● **GIVEN PROBLEM**: What do the lines say from the one containing "of the light" to the end of the records? Restate them word for word, and only those.

━━ DATA FOR THIS TASK ━━

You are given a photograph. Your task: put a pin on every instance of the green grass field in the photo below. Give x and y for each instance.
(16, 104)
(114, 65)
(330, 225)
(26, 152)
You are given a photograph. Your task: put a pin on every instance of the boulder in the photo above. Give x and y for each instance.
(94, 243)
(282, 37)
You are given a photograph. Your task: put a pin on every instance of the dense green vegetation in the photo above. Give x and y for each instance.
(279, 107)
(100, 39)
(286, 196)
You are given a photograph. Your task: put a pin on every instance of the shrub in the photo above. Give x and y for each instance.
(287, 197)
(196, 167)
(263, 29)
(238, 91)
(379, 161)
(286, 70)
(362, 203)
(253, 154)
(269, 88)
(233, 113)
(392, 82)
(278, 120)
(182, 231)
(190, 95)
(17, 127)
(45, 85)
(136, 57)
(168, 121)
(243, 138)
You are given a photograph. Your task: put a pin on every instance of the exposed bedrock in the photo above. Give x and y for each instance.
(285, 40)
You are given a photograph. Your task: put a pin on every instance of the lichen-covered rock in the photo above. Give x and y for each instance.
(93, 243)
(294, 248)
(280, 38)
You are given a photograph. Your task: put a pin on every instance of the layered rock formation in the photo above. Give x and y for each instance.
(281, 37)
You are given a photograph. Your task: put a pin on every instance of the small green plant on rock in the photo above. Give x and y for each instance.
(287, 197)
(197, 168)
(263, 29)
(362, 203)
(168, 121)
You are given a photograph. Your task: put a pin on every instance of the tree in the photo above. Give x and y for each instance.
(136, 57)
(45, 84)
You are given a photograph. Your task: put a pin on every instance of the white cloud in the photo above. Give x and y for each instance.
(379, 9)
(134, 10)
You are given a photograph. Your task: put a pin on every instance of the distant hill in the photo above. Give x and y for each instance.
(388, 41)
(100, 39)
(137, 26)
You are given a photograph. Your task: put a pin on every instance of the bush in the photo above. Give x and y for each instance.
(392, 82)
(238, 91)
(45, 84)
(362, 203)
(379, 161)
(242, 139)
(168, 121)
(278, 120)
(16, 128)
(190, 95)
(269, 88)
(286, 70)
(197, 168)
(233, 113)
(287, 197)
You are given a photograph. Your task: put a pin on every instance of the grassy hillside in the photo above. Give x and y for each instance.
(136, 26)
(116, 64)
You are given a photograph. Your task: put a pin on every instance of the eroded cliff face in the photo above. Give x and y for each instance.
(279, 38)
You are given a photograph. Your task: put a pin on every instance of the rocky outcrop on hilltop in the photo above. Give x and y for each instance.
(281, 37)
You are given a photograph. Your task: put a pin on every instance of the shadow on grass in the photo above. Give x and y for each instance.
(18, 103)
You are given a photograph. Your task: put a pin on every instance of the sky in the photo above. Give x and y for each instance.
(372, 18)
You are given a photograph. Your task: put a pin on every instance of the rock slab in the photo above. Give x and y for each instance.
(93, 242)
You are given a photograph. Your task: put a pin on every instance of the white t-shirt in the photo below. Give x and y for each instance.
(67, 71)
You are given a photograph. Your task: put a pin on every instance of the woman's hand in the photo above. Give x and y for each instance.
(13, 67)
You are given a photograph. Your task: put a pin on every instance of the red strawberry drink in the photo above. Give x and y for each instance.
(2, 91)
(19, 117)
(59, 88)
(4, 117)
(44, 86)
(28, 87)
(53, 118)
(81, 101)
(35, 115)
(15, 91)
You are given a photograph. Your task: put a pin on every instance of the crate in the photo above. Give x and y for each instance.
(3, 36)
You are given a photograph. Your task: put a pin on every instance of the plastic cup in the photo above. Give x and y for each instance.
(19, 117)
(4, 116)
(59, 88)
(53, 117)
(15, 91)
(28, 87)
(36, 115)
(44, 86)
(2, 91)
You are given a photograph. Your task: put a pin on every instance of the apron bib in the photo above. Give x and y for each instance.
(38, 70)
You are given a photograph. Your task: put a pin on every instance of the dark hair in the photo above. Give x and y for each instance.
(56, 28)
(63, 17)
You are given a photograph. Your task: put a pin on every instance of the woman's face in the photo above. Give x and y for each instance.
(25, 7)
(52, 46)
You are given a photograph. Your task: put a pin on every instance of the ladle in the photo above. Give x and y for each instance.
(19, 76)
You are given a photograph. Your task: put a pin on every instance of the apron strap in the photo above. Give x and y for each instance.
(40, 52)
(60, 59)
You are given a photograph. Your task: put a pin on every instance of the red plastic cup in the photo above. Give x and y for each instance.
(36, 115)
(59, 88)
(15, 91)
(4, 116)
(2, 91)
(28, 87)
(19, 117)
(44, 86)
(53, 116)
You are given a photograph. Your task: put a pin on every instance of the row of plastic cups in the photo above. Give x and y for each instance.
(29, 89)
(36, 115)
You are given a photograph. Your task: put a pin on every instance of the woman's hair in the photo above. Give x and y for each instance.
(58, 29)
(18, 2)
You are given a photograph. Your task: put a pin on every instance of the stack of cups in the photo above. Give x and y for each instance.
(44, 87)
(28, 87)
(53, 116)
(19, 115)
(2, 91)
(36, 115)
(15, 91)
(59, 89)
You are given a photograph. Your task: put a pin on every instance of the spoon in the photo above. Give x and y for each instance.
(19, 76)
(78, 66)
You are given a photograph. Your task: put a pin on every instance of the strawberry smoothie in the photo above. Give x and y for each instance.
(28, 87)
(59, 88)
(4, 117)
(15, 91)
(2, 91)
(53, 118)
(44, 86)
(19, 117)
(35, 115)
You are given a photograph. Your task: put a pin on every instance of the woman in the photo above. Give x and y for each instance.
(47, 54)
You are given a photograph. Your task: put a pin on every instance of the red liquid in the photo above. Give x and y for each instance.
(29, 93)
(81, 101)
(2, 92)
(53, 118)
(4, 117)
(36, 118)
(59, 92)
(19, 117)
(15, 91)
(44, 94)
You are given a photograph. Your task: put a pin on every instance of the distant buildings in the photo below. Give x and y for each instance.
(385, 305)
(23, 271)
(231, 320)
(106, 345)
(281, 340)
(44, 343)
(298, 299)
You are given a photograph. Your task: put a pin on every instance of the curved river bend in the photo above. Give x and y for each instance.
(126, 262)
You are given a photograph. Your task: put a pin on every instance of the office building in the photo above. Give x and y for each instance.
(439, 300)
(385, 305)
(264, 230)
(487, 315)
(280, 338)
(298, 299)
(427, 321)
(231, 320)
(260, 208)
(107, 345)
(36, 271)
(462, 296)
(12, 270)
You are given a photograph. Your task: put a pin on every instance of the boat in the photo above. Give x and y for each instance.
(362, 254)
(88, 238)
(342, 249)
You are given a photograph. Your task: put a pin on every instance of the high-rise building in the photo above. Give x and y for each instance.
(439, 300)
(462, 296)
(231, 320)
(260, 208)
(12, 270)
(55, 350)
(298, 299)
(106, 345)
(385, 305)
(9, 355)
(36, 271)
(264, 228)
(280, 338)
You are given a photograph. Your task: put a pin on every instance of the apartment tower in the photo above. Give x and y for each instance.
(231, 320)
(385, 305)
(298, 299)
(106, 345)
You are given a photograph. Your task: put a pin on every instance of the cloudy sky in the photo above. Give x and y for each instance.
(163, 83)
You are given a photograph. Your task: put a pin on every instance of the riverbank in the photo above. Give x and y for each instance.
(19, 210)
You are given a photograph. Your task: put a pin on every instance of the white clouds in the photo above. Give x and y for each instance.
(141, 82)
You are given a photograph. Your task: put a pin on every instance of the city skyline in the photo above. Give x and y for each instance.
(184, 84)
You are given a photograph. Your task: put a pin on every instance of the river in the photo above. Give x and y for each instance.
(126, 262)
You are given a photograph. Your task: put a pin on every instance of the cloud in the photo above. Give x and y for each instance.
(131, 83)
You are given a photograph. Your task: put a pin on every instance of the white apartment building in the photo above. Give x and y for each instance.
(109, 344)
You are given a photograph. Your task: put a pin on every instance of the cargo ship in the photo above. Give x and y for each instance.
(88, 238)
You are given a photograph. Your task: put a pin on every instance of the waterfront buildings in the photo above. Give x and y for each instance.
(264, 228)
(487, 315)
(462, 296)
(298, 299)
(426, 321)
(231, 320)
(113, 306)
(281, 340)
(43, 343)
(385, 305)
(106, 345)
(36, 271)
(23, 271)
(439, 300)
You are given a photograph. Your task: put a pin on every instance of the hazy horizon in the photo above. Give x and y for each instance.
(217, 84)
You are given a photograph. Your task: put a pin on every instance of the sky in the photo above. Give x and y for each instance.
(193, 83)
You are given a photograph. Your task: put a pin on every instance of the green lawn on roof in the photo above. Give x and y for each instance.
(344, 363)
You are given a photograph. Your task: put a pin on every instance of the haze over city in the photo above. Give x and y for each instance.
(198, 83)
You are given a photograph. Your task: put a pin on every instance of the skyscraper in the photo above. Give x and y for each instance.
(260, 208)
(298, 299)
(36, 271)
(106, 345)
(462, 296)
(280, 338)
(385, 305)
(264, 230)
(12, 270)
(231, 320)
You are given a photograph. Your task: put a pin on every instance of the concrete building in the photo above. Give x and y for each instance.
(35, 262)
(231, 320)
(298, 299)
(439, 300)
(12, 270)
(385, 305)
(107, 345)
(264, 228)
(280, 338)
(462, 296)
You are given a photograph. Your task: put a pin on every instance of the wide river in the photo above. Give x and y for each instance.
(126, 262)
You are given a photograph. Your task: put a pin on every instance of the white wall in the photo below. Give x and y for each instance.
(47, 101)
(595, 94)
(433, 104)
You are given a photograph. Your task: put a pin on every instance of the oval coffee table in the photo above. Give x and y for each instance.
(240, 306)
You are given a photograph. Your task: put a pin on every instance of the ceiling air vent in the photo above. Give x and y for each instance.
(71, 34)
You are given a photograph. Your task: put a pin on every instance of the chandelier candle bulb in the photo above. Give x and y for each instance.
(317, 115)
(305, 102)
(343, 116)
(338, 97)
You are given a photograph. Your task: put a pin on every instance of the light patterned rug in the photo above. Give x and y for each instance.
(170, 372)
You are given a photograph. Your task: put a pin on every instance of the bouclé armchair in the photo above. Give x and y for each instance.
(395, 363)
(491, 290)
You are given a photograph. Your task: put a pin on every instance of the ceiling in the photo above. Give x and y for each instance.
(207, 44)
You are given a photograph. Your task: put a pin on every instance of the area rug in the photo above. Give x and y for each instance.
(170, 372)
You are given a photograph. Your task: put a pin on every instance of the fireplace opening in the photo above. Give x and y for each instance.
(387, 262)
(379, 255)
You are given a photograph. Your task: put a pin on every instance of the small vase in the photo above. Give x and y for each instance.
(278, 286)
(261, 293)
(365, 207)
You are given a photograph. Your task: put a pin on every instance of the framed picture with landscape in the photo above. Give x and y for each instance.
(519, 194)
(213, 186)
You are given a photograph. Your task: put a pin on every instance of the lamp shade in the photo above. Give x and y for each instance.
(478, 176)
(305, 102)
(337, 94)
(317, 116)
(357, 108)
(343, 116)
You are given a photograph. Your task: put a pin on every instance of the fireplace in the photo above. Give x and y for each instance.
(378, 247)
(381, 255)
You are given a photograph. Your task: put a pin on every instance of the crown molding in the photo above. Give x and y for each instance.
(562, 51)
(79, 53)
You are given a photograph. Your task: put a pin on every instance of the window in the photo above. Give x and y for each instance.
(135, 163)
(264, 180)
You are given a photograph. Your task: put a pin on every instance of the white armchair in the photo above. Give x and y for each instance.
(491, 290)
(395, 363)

━━━

● **REPLY TO THE TASK**:
You are given a photograph. Your task: put a pin on every instance of the light patterned rug in the photo above. Give x and y for each instance.
(170, 372)
You are given a photograph. Your task: put a pin on every instance of the bouclé armchair in the photo above. Give x and y for each instance.
(395, 363)
(491, 290)
You are given a photograph. Your task: put a pin on every instance of the ceiling in the photo above. Give x and y for each instance.
(207, 44)
You are given a photograph. Your task: put a pin on every instance of the area rug in the photo above. Give x and y for each instance.
(170, 372)
You are given a photograph. Your task: put a pin on every instance of the fireplace opening in the photo above. Give x and y for each instance.
(387, 262)
(379, 255)
You are given a photograph. Your task: put a pin on every instance of the small vase in the photo above. Give x and y for each instance.
(278, 286)
(261, 293)
(365, 207)
You are given a photograph. Your task: put a pin on every instance of the framed picture with landscape in the photo above. Give x and y for each instance.
(519, 194)
(213, 186)
You are given a photograph. Your task: put a pin on every instance of the lamp shade in the photo above. Give x and y for each instance.
(478, 176)
(305, 102)
(337, 94)
(317, 116)
(357, 108)
(343, 116)
You are given a photograph. Your task: put a pin on every instance of the fireplace in the photo above. Give x and y for each instance.
(378, 247)
(381, 255)
You are given a photograph. Your task: put a pin on every instance of the crown molding in the photo above. Give x and y for each instance.
(562, 51)
(79, 53)
You are given a photograph. Your task: put a pin on every instance of the window in the photo above. Give x and y for each instance.
(135, 163)
(264, 180)
You are given a photograph. Your task: put a pin on every instance of the white armchair in the photo above. Give x and y for each instance.
(491, 290)
(395, 363)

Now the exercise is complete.